What to produce ▸
List every line in the rows below that contains the word "green", copying each line in full.

Dataset entries ▸
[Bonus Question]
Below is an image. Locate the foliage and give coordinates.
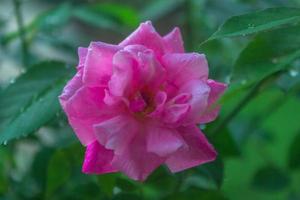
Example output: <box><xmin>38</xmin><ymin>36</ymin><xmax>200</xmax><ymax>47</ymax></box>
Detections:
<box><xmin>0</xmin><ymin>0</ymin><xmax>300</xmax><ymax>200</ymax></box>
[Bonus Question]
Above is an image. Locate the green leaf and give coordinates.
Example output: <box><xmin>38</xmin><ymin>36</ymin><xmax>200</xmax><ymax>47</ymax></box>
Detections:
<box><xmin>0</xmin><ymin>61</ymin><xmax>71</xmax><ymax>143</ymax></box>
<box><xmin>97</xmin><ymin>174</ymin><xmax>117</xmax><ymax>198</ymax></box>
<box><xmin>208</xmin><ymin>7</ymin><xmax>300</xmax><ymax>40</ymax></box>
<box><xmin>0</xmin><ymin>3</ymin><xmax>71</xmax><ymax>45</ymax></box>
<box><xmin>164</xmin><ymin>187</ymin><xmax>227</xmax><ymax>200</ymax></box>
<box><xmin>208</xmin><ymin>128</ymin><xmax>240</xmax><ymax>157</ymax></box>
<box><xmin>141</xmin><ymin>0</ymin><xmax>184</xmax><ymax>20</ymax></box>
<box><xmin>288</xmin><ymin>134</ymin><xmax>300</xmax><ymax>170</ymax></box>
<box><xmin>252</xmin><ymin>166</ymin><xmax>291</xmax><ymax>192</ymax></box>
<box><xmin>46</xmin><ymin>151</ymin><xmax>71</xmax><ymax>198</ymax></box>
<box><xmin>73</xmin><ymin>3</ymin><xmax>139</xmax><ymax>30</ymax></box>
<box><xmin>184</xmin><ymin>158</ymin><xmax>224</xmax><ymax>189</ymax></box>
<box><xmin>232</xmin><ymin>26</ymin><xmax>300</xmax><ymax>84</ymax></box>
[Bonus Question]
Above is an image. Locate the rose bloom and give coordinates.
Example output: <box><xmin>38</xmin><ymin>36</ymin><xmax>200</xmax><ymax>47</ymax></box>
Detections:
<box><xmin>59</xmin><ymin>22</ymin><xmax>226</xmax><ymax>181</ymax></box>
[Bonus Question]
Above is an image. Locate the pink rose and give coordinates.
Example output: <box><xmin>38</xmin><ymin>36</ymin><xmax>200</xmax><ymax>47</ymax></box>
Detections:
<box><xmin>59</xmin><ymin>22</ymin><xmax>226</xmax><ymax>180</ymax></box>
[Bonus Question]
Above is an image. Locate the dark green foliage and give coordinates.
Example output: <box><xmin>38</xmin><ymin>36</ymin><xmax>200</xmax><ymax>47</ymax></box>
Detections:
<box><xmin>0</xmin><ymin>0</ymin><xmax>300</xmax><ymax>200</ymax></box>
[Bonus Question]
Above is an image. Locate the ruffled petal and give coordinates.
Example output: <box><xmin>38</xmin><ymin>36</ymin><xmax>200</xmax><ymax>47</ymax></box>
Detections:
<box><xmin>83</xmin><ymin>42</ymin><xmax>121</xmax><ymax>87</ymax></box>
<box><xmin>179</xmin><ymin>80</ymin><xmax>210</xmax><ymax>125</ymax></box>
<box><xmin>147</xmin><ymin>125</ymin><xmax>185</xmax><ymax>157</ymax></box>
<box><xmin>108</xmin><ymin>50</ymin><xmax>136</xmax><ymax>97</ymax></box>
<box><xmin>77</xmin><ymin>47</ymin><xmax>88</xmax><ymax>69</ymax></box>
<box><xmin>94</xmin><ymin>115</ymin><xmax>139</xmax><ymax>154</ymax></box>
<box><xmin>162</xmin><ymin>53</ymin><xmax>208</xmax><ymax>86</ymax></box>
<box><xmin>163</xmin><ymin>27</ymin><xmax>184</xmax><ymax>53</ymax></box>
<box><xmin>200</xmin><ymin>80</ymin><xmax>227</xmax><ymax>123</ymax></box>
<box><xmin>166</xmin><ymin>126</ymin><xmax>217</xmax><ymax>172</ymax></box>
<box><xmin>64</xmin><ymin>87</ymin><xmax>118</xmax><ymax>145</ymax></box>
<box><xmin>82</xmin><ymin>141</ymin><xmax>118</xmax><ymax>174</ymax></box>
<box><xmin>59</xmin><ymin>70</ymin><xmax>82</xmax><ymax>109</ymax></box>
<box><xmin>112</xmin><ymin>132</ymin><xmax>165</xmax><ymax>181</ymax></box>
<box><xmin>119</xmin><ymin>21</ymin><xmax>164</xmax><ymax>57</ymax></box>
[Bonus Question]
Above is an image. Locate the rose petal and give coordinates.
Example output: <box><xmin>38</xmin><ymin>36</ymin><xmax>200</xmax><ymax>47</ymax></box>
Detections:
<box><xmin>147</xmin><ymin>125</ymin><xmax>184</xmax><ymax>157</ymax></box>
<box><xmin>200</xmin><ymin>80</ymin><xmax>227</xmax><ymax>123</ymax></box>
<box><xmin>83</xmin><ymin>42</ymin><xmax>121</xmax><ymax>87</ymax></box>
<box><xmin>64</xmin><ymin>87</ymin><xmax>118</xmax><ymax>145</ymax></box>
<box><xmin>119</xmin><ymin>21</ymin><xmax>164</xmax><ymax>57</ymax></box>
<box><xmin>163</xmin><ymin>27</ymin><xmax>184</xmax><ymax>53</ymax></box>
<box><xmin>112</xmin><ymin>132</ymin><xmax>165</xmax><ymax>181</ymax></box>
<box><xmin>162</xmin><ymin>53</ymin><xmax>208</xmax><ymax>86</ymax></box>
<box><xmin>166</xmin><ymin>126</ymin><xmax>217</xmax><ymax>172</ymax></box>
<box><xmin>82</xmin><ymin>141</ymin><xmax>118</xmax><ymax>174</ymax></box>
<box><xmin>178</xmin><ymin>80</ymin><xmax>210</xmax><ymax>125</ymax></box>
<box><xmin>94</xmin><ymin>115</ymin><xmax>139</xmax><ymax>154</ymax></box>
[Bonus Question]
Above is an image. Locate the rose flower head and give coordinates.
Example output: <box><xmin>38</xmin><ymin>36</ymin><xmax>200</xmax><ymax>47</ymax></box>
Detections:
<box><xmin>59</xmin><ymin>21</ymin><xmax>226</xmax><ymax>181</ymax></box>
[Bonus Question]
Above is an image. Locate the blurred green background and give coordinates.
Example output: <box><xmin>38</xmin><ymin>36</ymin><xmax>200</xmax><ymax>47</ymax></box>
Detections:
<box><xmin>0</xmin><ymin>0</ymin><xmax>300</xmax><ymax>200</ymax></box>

Exercise response ▸
Above is an image. Locate the green leaf and give coordinates.
Above is an image. Locate the dark green foliage and give coordinates.
Above is an image. Locate the blurred green background and give coordinates.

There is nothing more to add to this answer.